STATED TASK: Rewrite the records below, replacing every "hazy horizon" with "misty skyline" and keeping everything else unchanged. Leave the pictures out of your answer.

PROVIDED INFORMATION:
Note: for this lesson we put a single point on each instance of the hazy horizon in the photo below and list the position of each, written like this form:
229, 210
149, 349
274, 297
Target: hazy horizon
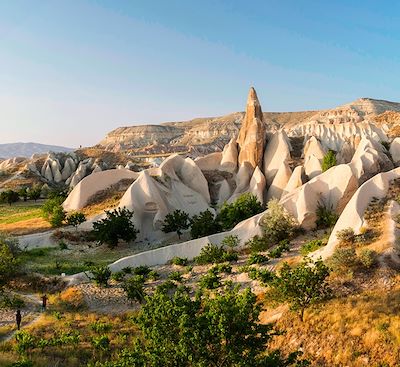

FINAL ANSWER:
Note: for this lesson we put a single point on each instance of the misty skyline in the photo below and list the position of each, written like this form:
229, 210
149, 349
274, 297
Target: misty skyline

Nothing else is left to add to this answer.